The purpose of this invention is to provide a system of supplying needed winter heat for existing homes or small buildings in the most economical way, one of which is the burning of coal at a high efficiency rate, with said high efficiency being improved greatly by sizing said unit to deliver the desired heat output from under 10,000 BTU per hour to over 150,000 BTU per hour.
Another purpose of this invention is to clean the exhaust air from said coal burn, thereby preventing any air pollution.
A third purpose is to burn said coal in a convenient manner by reducing hours of dirty maintenance work that most furnace's require. Such is accomplished systems automatic controls, its vertical exhaust pipes, soot and ash storage traps and various self-cleaning features.
Another purpose is to provide hot water and heat storage facilities by using hot water heating methods and storage tanks installed as part of said system. Such hot water can be used for all desired needs including heating the building through hot water to air heat exchangers located in the central duct system in front of blowers, or by use of radiators, or any other type hot water heaters desired. Chillers, which operate from hot water, can be used for summer cooling by storing the chilled water in a separate storage tank and converting the building's heating system to a cooling system.
An additional purpose is to provide a system that can be conveniently located for use by existing homes or buildings. Such is accomplished by the unit being self-contained with chimney, thereby making it easily located inside or outside of the existing selected building.
Various other features of the method and apparatus of the present invention will become obvious to those skilled in the art upon reading the disclosure set forth hereinafter.

*GIVEN ENTRIES*:

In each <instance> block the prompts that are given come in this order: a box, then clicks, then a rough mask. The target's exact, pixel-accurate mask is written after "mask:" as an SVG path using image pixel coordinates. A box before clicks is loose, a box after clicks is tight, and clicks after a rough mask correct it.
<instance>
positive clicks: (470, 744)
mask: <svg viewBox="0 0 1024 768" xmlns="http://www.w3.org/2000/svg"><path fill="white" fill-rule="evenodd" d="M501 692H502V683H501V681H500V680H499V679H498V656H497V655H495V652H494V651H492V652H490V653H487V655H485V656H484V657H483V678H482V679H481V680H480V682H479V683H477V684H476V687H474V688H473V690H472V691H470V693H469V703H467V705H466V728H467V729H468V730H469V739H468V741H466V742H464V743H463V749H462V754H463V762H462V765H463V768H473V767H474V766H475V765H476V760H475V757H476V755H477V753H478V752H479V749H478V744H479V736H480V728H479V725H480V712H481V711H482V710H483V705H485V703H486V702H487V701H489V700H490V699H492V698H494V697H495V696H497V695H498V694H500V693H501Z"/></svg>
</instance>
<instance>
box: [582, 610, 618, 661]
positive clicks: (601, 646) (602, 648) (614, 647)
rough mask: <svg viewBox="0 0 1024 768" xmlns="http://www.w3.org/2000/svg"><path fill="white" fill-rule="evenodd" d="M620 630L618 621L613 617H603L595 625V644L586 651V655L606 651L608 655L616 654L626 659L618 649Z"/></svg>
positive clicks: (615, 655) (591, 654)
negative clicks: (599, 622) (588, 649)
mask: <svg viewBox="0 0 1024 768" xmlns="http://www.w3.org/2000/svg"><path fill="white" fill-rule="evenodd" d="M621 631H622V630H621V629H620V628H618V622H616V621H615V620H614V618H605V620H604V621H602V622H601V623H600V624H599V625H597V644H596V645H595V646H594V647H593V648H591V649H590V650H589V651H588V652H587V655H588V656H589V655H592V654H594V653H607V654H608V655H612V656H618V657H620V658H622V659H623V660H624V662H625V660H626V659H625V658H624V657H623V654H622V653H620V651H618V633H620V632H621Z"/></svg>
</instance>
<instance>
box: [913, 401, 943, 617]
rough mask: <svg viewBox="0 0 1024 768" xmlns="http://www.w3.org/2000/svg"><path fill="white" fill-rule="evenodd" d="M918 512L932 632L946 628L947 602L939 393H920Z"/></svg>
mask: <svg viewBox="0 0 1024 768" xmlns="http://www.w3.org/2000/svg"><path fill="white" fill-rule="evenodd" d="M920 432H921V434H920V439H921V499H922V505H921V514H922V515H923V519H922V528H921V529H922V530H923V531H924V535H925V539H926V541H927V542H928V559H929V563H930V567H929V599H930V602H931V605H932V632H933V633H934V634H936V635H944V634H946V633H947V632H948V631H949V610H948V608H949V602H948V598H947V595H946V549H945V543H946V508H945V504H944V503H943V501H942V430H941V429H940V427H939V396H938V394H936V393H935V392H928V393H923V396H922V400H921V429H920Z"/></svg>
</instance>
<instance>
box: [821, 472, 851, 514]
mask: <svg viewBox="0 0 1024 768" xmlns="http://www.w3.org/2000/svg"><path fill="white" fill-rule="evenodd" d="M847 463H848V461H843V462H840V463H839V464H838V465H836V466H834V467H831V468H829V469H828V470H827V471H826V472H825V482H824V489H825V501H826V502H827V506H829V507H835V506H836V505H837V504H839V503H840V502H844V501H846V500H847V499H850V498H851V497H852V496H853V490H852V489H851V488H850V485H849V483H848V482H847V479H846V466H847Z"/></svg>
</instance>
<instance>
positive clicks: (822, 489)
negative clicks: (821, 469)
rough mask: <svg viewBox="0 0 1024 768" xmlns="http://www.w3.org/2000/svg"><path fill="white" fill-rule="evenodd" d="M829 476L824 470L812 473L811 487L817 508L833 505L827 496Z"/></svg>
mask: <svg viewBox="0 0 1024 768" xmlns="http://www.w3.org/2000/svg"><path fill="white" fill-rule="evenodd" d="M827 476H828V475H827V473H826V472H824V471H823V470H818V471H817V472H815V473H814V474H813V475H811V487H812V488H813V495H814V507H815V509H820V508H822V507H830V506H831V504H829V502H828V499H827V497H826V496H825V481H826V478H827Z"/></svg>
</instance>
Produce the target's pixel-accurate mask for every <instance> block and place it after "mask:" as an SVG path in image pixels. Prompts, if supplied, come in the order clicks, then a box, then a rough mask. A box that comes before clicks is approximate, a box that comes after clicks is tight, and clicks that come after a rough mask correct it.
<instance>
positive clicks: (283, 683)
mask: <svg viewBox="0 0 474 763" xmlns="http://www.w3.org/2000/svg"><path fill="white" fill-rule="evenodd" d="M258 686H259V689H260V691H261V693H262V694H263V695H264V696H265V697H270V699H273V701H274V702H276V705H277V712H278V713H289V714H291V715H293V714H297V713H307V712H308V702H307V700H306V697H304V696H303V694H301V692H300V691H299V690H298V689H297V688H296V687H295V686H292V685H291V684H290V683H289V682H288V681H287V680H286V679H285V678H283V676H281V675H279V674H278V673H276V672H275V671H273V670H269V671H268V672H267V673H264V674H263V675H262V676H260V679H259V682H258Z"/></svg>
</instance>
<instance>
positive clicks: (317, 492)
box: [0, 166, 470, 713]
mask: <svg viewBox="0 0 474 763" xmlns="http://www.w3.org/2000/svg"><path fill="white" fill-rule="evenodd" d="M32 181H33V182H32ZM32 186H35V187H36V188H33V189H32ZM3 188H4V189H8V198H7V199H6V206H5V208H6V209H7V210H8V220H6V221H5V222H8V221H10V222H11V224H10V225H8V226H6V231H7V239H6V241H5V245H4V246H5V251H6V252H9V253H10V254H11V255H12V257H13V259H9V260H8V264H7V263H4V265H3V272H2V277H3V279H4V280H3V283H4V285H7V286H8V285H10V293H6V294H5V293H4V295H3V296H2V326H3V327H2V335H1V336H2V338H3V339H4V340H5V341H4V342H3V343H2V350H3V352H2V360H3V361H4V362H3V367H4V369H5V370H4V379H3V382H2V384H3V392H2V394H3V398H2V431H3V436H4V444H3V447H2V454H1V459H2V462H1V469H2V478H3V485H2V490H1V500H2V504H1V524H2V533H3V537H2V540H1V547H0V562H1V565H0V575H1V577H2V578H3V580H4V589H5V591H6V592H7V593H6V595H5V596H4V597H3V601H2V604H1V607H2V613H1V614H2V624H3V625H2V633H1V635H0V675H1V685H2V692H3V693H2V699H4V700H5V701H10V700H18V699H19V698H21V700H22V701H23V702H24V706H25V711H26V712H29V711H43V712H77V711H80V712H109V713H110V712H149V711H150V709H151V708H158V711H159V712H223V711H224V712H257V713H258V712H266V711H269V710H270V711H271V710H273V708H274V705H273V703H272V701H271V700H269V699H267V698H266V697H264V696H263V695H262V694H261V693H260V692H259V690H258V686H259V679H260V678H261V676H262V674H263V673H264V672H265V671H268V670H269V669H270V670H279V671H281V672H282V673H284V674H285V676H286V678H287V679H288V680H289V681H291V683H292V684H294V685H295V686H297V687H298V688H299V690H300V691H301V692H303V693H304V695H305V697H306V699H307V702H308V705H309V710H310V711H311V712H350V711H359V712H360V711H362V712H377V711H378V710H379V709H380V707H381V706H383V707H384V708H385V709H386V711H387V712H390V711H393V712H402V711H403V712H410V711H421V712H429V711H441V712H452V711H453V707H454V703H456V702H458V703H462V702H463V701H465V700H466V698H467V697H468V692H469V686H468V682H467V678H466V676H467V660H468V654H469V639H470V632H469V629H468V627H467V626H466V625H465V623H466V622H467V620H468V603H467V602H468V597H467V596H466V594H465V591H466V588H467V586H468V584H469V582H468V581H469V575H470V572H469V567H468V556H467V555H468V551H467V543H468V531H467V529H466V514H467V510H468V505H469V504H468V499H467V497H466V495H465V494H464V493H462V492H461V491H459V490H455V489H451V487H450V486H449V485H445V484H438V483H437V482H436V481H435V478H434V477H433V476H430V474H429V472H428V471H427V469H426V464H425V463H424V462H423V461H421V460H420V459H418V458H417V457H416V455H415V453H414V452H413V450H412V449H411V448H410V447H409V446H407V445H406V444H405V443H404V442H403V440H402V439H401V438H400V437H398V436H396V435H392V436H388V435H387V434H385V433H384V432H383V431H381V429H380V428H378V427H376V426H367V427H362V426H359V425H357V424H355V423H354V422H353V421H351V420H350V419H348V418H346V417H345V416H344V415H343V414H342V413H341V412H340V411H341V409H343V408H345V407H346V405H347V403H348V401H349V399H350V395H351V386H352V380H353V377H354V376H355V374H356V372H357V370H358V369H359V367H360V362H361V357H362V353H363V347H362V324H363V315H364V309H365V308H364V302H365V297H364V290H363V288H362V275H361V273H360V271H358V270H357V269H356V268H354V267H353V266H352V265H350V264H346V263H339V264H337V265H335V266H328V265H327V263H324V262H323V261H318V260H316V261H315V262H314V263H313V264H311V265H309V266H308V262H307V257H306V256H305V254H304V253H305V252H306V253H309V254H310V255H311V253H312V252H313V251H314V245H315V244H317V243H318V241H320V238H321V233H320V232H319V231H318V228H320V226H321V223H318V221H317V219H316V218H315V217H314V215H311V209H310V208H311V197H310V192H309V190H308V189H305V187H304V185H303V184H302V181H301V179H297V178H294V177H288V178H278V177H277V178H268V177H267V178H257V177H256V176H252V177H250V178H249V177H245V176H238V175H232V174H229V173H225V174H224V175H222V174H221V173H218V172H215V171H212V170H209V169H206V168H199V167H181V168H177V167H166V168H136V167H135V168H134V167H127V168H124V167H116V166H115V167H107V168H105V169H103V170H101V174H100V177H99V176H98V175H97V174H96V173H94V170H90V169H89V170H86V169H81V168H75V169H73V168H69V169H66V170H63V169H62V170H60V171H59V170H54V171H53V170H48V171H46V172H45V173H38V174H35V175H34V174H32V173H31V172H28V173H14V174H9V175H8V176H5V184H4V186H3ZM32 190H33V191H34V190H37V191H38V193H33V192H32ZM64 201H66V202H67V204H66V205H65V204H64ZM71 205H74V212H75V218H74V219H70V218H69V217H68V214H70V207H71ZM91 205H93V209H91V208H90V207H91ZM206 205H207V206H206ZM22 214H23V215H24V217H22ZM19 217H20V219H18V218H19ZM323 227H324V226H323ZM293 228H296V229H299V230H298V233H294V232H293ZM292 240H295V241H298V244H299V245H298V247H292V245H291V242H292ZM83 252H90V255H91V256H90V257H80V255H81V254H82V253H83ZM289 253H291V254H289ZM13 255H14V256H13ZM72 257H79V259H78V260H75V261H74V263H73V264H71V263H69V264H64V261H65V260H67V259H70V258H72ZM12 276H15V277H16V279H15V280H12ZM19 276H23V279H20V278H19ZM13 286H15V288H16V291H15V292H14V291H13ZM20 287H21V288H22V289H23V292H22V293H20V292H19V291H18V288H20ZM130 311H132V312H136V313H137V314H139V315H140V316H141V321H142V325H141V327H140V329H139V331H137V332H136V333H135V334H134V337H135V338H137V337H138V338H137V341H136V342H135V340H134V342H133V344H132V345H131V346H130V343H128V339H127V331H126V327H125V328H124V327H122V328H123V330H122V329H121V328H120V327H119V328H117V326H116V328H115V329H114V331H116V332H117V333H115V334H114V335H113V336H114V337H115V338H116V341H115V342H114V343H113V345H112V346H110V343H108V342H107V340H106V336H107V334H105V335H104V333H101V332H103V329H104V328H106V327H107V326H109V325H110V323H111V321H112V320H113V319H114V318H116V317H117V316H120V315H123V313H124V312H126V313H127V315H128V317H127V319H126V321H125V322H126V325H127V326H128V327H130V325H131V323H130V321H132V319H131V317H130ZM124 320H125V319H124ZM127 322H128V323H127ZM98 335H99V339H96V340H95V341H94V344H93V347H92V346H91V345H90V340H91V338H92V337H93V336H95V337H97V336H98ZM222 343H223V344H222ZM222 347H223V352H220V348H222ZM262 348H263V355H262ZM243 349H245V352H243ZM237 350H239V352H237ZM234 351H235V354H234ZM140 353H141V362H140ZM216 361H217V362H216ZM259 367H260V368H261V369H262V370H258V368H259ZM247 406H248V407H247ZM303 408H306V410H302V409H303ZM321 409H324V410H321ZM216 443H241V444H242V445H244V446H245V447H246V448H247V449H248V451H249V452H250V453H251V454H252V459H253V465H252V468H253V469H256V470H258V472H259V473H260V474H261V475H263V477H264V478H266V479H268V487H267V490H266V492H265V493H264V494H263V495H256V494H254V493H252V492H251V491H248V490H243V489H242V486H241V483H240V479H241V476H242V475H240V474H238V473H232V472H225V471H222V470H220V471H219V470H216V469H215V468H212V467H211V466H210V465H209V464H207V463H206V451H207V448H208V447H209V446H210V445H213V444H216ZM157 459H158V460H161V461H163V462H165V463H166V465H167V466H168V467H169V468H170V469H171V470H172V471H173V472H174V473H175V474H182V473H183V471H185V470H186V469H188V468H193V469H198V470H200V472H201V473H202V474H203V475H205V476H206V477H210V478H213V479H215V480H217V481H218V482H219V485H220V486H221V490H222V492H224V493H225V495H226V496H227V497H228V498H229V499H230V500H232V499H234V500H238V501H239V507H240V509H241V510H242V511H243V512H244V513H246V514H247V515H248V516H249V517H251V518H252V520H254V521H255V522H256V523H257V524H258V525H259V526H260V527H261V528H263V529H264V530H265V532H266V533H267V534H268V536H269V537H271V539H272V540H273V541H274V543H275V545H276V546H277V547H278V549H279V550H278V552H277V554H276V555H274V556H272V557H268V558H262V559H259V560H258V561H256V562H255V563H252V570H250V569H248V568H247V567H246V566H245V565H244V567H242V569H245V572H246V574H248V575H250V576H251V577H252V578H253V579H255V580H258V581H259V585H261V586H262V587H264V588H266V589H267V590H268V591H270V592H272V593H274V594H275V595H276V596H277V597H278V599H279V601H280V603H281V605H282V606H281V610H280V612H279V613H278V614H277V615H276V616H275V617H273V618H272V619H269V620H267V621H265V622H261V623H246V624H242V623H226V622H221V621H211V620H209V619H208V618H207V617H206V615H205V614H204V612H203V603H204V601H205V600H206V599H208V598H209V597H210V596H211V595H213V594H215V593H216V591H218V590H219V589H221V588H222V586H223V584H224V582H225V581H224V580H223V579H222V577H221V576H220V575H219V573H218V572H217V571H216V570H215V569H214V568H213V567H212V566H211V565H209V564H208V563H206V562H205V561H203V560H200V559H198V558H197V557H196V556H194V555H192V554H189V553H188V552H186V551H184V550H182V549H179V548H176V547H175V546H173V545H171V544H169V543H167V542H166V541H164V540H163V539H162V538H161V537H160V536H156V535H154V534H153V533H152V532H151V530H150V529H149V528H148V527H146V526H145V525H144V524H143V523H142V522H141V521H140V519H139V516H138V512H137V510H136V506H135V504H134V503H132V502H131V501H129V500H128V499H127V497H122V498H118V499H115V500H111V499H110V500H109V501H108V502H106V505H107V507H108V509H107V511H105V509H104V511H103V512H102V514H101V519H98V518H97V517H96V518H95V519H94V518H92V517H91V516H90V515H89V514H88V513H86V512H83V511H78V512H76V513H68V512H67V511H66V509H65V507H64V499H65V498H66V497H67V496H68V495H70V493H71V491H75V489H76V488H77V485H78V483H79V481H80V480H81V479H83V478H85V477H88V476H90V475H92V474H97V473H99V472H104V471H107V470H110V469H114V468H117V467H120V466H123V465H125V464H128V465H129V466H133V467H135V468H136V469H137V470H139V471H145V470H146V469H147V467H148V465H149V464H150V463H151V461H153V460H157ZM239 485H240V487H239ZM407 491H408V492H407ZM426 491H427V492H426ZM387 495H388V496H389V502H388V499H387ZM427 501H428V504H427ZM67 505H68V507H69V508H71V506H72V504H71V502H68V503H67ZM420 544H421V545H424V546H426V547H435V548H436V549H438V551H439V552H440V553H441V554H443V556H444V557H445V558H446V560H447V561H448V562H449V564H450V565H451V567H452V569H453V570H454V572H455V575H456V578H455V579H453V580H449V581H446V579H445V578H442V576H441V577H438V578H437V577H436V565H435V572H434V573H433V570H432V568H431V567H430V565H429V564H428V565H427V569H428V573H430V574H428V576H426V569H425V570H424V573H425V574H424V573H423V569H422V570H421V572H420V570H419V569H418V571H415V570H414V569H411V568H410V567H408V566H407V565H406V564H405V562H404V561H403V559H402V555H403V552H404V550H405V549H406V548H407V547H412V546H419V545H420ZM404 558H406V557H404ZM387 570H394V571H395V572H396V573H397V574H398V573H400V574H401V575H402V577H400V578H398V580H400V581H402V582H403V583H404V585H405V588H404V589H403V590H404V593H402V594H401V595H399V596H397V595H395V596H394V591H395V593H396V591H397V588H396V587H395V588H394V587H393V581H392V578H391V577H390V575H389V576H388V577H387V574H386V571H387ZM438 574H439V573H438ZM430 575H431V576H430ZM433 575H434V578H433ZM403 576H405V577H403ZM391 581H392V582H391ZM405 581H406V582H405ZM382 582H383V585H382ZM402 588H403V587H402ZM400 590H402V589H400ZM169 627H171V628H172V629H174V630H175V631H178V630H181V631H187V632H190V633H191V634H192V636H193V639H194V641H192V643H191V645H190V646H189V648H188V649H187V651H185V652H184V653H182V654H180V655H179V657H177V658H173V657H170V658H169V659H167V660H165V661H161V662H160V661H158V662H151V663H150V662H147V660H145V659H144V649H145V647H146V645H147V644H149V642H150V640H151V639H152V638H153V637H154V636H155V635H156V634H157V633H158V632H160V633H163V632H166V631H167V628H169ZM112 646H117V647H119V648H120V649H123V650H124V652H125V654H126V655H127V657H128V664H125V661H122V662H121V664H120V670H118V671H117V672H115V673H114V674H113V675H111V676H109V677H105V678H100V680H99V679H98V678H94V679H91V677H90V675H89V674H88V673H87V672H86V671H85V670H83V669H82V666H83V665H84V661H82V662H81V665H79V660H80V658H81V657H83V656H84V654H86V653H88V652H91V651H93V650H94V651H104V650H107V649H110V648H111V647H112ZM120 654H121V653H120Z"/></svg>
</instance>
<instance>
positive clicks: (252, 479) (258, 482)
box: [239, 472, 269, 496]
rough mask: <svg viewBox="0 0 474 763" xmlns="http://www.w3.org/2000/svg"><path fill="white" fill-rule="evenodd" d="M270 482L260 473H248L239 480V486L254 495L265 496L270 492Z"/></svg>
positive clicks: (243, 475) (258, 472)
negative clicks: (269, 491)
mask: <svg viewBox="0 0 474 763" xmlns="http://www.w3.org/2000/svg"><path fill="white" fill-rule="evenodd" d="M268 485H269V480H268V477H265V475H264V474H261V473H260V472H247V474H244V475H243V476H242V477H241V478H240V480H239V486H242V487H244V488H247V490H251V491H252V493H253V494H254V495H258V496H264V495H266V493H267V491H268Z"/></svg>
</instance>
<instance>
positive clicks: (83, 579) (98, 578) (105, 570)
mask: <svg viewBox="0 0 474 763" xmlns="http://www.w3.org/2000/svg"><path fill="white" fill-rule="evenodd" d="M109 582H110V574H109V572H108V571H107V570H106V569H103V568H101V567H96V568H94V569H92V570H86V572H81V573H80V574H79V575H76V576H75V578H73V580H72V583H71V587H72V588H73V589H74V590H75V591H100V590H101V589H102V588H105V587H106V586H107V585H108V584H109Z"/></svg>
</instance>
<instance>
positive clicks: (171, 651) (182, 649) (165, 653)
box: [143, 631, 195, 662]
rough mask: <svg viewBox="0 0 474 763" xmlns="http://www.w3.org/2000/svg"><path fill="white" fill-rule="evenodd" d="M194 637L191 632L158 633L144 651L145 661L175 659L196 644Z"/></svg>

*REQUIREMENT 1*:
Rewrite the paragraph of the coal heating text that begins "Another purpose is to provide hot water" as a short list that keeps its main facts.
*REQUIREMENT 2*:
Extend the text about the coal heating system, starting right after its final sentence.
None of the data is needed for the tasks.

*ANSWER SECTION 1*:
- The system provides hot water and heat storage, using hot water heating methods and storage tanks built into it.
- The hot water can serve any need, including heating the building through:
  - hot-water-to-air heat exchangers in the central duct system, in front of the blowers
  - radiators
  - any other type of hot water heater
- For summer cooling, chillers that run on hot water can store chilled water in a separate tank, turning the building's heating system into a cooling system.

*ANSWER SECTION 2*:
Referring now to the drawings which show the heating plant's design and the sizing of the grate, firebox and combustion areas to produce the desired heat output, and then the added water heating system showing the working parts and water heating parts of one size unit (4 inch diameter firebox and grate), which produces approximately 30,000 BTU per hour of heat.
FIG. A is the view of the size apparatus thar produces 30,000 BTU per hour of heat, showing the locations of the 4 inch grate and firebox and ash dumping system, the gas ignition system and storage area, the electrical control box, the coal and limestone storage ben and the auger feeding system, the forced draft air fan and air heating system, the 4-part chimney system with self-cleaning features, the mechanical soot traps and ash storage areas and the last chimney section containing an exhaust air washing system.
FIG. A-1 is a front angle view of the furnace showing cut-a-ways of various inner parts.
FIG. A-2 is a cut-a-way view of the grate and ash dumping system.
FIG. A-3 is a cut-a-way view of the under side of the grate, the ash dumping system, and gas ignition system.
FIG. A-4 is a view from two sides and top of the air heater and forced draft air fan.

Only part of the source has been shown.